--- begin Excerpted data ---

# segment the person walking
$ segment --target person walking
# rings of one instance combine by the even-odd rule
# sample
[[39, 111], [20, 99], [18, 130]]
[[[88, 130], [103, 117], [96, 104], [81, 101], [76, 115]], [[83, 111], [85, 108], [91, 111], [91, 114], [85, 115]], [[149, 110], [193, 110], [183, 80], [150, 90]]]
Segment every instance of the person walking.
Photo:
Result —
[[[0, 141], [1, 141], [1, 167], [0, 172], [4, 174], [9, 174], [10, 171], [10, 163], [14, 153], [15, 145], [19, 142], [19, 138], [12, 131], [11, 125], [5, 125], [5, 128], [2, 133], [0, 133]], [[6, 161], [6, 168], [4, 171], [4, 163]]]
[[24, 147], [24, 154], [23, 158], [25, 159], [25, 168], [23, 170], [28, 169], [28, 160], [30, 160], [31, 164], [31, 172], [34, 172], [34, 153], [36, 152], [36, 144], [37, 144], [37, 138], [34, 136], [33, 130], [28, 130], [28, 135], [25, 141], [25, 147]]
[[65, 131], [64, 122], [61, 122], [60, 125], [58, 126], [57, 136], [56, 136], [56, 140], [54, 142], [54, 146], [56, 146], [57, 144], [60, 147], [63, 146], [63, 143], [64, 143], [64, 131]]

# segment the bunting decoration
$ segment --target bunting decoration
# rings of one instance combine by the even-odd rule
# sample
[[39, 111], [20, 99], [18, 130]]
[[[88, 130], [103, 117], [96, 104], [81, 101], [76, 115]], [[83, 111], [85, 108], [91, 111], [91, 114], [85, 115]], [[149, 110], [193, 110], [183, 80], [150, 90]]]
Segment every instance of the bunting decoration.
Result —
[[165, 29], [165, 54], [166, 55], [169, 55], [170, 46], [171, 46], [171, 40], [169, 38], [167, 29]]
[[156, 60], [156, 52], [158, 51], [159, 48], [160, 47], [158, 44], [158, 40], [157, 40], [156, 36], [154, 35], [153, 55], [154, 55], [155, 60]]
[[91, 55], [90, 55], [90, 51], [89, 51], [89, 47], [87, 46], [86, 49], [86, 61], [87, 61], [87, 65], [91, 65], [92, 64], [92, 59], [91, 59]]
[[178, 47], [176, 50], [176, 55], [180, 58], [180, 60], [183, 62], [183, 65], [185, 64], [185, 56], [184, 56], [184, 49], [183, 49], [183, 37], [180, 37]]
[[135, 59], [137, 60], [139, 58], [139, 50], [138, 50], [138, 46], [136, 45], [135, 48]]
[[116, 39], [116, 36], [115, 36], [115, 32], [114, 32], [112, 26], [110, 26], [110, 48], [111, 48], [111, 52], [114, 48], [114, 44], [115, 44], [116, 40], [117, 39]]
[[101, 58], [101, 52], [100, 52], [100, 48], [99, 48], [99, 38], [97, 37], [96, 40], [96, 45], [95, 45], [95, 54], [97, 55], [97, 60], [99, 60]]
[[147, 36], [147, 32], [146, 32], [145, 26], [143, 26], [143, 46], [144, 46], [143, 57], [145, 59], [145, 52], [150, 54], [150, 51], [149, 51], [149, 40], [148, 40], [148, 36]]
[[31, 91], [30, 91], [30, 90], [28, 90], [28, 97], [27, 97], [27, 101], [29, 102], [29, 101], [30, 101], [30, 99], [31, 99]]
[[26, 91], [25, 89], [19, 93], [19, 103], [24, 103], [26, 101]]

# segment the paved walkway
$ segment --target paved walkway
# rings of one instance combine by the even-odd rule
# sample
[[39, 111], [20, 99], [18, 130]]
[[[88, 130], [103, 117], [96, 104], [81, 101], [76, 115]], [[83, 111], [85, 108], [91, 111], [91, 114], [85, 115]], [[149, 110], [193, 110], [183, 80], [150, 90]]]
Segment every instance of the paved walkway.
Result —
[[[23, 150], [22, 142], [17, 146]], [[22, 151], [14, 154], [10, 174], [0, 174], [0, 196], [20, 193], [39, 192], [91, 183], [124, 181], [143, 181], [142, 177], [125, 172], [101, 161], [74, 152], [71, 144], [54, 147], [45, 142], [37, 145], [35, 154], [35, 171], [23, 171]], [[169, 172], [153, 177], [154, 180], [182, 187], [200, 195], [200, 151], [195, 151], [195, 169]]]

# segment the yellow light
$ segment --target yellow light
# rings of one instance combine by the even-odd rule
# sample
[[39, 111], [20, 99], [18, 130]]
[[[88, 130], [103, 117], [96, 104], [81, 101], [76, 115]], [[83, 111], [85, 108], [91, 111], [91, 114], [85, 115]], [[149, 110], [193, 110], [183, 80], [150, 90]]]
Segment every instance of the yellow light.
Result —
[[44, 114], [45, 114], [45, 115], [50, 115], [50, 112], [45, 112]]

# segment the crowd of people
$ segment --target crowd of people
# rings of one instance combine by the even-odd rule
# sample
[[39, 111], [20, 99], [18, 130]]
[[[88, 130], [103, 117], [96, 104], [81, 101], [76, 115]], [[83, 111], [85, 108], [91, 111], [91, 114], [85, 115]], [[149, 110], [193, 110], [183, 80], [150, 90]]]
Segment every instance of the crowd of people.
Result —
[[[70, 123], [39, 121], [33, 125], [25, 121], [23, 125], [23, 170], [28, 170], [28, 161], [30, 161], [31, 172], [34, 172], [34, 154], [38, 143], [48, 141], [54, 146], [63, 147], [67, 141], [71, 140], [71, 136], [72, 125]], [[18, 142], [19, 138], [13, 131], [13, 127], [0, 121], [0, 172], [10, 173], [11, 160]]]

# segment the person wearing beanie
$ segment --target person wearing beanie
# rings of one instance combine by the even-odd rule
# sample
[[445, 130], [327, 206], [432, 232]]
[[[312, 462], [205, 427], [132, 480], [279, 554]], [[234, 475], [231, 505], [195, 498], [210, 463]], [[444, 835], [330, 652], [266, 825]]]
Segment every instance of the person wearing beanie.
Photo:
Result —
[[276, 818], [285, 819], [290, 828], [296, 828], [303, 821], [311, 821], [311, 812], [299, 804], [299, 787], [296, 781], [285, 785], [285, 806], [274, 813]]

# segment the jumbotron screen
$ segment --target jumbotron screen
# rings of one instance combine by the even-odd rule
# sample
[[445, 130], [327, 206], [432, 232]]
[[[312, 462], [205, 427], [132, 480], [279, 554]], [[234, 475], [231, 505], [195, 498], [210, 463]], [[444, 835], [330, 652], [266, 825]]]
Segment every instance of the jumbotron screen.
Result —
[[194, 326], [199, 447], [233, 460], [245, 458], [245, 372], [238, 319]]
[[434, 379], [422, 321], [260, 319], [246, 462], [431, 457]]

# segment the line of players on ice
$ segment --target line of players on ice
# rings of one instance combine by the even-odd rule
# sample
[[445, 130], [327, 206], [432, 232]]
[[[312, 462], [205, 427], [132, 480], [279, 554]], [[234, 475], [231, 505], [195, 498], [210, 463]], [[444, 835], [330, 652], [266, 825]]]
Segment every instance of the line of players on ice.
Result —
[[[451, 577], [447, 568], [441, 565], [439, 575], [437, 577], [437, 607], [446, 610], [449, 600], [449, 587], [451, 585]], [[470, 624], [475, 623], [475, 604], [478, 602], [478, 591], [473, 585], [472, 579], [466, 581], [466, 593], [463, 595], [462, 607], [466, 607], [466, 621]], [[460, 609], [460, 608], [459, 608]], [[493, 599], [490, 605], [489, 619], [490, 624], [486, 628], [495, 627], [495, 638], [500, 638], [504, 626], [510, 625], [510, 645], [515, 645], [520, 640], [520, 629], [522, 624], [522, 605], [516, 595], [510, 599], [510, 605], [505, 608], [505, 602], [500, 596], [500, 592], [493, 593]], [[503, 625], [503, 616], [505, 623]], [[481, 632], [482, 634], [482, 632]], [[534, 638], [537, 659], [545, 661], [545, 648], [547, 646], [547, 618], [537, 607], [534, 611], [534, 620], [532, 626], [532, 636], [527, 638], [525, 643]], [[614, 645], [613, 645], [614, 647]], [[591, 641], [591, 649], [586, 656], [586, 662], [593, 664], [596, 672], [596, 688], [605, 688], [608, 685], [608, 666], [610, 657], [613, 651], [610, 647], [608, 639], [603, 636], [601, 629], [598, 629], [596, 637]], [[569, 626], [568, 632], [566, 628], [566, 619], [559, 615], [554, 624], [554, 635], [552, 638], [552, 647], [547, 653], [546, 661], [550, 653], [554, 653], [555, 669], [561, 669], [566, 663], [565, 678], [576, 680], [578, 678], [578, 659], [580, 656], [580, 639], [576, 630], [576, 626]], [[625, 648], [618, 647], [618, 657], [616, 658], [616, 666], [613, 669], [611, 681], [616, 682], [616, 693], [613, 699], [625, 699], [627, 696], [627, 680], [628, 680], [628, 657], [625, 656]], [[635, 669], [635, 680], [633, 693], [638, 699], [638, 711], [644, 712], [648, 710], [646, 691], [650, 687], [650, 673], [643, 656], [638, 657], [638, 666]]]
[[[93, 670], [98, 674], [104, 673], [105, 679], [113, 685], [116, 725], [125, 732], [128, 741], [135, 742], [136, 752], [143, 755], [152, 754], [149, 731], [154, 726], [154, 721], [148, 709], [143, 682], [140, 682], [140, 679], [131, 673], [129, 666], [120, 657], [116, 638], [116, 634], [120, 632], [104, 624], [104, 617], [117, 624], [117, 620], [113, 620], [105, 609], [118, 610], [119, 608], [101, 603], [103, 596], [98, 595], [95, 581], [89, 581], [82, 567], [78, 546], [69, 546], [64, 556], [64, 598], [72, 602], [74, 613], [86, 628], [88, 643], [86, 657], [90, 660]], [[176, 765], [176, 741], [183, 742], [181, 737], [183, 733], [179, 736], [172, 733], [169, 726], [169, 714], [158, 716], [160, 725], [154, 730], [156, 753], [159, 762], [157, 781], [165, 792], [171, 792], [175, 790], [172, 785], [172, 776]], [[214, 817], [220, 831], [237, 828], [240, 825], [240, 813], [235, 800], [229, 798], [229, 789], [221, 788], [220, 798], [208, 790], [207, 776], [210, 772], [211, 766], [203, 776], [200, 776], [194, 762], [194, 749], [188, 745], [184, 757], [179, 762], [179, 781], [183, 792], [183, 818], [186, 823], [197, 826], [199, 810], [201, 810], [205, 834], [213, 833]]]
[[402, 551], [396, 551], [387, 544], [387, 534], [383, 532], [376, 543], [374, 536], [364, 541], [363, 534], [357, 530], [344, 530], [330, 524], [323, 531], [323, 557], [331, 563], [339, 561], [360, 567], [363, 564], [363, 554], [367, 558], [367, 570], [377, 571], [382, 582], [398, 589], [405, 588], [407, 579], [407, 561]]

--- end Excerpted data ---

Reproduce word for word the stretch of items from the line containing "# segment the bunting decoration" through the line containing "40], [117, 39]]", with both end lines included.

**Task response**.
# segment the bunting decoration
$ segment --target bunting decoration
# rings of one instance combine by the even-odd rule
# sample
[[39, 111], [20, 99], [18, 130]]
[[[88, 130], [103, 117], [96, 104], [81, 101], [76, 115]], [[83, 111], [85, 108], [91, 111], [91, 114], [85, 115]], [[149, 110], [193, 110], [183, 80], [150, 90]]]
Segment every instance of the bunting decoration.
Result —
[[165, 29], [165, 54], [166, 55], [169, 55], [170, 46], [171, 46], [171, 40], [169, 38], [167, 29]]
[[156, 60], [156, 52], [158, 51], [159, 48], [160, 47], [158, 44], [158, 40], [157, 40], [156, 36], [154, 35], [153, 55], [154, 55], [155, 60]]
[[91, 55], [90, 55], [90, 51], [89, 51], [89, 47], [87, 46], [86, 49], [86, 61], [87, 61], [87, 65], [91, 65], [92, 64], [92, 59], [91, 59]]
[[178, 47], [176, 50], [176, 55], [180, 58], [180, 60], [183, 62], [183, 65], [185, 64], [185, 56], [184, 56], [184, 49], [183, 49], [183, 37], [180, 37]]
[[135, 59], [137, 60], [139, 58], [139, 50], [138, 50], [138, 46], [136, 45], [135, 48]]
[[116, 39], [116, 36], [115, 36], [115, 32], [114, 32], [112, 26], [110, 26], [110, 48], [111, 48], [111, 52], [114, 48], [114, 44], [115, 44], [116, 40], [117, 39]]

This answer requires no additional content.